- Work to complete -
Nothing in the records should differ when you write them out again.

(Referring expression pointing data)
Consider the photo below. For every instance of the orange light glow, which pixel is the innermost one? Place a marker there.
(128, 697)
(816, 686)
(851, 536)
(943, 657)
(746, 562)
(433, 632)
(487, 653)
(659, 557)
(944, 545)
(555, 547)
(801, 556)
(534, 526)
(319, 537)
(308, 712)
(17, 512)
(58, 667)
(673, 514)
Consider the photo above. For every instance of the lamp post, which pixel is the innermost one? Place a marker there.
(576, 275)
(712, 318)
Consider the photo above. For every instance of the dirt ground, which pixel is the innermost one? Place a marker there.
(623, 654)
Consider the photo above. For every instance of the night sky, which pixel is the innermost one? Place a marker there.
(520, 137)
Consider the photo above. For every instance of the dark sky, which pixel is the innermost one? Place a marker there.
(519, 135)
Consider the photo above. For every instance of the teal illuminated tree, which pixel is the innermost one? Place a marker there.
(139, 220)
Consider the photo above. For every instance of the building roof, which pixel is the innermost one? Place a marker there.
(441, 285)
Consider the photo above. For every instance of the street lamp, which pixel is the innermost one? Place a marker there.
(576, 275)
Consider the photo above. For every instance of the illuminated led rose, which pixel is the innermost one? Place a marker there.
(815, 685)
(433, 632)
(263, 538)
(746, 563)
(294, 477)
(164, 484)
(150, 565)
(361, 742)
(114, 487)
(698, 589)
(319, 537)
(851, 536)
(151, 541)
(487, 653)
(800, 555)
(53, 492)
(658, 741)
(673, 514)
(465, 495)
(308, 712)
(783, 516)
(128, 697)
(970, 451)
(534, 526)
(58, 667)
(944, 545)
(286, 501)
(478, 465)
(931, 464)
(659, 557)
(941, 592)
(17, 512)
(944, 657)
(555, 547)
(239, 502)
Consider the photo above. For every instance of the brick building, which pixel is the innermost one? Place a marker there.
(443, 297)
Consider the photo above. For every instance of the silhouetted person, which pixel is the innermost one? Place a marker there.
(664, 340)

- Result -
Consider the photo below. For every instance of the orange light glow, which pixel is the innermost one? Place a marker there.
(128, 697)
(816, 686)
(851, 536)
(943, 657)
(746, 562)
(433, 632)
(487, 653)
(659, 557)
(944, 545)
(555, 547)
(801, 556)
(534, 526)
(319, 537)
(308, 712)
(17, 512)
(58, 667)
(673, 514)
Consider the photo above. For every instance of the lamp post, which pixel is the innermost one? Place a marker there.
(576, 275)
(712, 318)
Consider the photo above. For every instance of the dirt ground, which pixel is the innermost one? Place a marker there.
(623, 654)
Consider the photo above. For every instance of the night sky, which pixel is the innermost one? Place a marker there.
(520, 137)
Consider the photo above. For every instance of the dark sky, which pixel is the innermost one? Place a marker there.
(519, 135)
Consider the photo above. For every instance of the teal illuminated tree, which pixel is the innermost one? Place a marker there.
(139, 220)
Consider the photo above. For every instance of the building roof, which pixel is the innermost one? Place a marker there.
(441, 285)
Consider the photo above. For every instance of the street lamp, which pixel is the innermost one? Place a marker there.
(576, 275)
Consider the photo above. For every instance of the illuminated led rose, which pixel is the innermost one? Place a marker there.
(815, 685)
(433, 632)
(263, 538)
(746, 563)
(294, 477)
(164, 484)
(150, 565)
(361, 742)
(114, 487)
(698, 589)
(319, 537)
(851, 536)
(151, 541)
(487, 653)
(800, 555)
(53, 492)
(658, 741)
(673, 514)
(465, 495)
(308, 712)
(783, 516)
(128, 697)
(970, 451)
(534, 526)
(58, 667)
(944, 545)
(286, 501)
(478, 465)
(931, 464)
(659, 557)
(941, 592)
(17, 512)
(944, 657)
(555, 547)
(239, 502)
Consider the photo above. For every instance of the brick building, which pixel is the innermost one? Place a marker there.
(443, 297)
Consider the photo above. For every instance of the silhouetted person, which pixel is the innermost one? Place a marker there.
(664, 340)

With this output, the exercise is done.